## Exercise material
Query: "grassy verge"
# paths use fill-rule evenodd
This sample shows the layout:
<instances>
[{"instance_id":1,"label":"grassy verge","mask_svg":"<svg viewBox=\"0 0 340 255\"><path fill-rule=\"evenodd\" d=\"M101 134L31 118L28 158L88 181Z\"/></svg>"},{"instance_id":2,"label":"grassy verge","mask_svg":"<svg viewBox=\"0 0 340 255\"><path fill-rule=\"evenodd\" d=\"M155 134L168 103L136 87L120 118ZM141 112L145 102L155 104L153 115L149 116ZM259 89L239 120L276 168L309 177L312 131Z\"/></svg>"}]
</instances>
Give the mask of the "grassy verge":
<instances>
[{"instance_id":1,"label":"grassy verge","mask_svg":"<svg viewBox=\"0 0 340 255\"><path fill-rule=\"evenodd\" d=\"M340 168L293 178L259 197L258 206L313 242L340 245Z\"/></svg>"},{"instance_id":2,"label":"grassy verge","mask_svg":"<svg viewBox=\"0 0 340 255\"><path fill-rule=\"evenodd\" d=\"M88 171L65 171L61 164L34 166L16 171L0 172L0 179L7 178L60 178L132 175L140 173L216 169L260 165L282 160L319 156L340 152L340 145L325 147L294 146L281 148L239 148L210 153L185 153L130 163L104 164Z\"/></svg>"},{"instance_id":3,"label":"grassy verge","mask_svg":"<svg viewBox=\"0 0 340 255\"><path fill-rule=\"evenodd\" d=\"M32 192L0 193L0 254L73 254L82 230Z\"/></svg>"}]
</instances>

## Exercise description
Extract every line of the items above and reproduce each one verbatim, changing nothing.

## Result for this exercise
Query: "grassy verge"
# paths use fill-rule evenodd
This sample shows the layout:
<instances>
[{"instance_id":1,"label":"grassy verge","mask_svg":"<svg viewBox=\"0 0 340 255\"><path fill-rule=\"evenodd\" d=\"M101 134L31 118L28 158L88 181Z\"/></svg>"},{"instance_id":2,"label":"grassy verge","mask_svg":"<svg viewBox=\"0 0 340 255\"><path fill-rule=\"evenodd\" d=\"M155 134L168 103L136 87L120 118ZM141 112L145 102L155 104L153 115L149 116ZM259 89L239 120L276 168L309 177L312 131Z\"/></svg>"}]
</instances>
Give the mask of the "grassy verge":
<instances>
[{"instance_id":1,"label":"grassy verge","mask_svg":"<svg viewBox=\"0 0 340 255\"><path fill-rule=\"evenodd\" d=\"M340 168L293 178L259 197L258 206L313 242L340 245Z\"/></svg>"},{"instance_id":2,"label":"grassy verge","mask_svg":"<svg viewBox=\"0 0 340 255\"><path fill-rule=\"evenodd\" d=\"M88 171L65 171L61 164L34 166L16 171L0 172L0 179L7 178L60 178L132 175L140 173L216 169L260 165L282 160L319 156L340 152L340 145L325 147L294 146L281 148L239 148L210 153L185 153L130 163L104 164Z\"/></svg>"},{"instance_id":3,"label":"grassy verge","mask_svg":"<svg viewBox=\"0 0 340 255\"><path fill-rule=\"evenodd\" d=\"M32 192L0 193L0 254L73 254L82 230Z\"/></svg>"}]
</instances>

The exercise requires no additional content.